Input:
§
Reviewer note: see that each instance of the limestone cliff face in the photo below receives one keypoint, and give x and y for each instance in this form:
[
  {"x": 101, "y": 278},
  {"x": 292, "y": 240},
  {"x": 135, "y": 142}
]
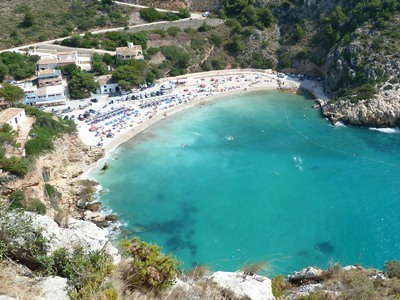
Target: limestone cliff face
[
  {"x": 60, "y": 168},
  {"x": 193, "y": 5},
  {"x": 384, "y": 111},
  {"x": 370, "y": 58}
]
§
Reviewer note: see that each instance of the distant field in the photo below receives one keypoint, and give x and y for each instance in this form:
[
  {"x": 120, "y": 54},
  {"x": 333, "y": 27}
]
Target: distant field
§
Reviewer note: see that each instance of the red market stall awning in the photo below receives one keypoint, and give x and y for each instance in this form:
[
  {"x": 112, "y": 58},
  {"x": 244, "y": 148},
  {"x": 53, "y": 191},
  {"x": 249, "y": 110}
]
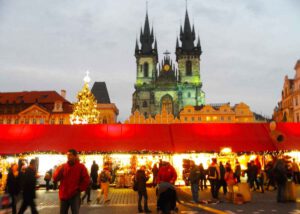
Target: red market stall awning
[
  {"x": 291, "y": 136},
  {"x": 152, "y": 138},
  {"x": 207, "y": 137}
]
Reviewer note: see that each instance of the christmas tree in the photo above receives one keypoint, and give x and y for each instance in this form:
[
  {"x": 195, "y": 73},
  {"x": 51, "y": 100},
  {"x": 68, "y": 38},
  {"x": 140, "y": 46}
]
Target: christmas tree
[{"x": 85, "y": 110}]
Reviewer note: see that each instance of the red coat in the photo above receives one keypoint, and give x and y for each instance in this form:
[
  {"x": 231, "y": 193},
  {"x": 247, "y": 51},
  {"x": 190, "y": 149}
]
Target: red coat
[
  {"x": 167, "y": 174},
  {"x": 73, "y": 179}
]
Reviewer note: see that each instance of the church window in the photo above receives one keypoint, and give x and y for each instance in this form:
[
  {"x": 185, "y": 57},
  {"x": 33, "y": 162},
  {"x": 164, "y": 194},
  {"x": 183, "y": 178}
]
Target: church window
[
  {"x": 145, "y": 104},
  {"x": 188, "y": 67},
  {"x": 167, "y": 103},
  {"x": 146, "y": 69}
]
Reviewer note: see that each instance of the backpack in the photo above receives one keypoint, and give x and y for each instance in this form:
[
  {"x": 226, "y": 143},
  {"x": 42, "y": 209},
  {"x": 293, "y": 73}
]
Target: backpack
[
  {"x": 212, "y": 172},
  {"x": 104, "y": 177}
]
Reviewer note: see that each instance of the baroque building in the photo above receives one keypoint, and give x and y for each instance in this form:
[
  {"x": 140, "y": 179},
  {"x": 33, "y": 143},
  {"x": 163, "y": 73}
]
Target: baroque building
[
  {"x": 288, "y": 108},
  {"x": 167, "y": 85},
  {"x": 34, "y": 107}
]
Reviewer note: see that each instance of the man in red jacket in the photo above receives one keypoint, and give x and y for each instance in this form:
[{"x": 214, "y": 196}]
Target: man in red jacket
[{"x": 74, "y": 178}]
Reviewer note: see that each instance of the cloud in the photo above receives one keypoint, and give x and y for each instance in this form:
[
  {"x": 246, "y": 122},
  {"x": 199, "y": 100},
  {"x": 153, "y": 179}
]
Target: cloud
§
Work to be completed:
Identify every line in the entries above that contains the string "stall", and copy each of those lines. Case counts, so only an exact match qualifies.

Reply to the exercise:
Reviewer note: see that each instance of the red market stall awning in the photo below receives one keypoint, and give x and y for each instance in this form:
Target: red market stall awning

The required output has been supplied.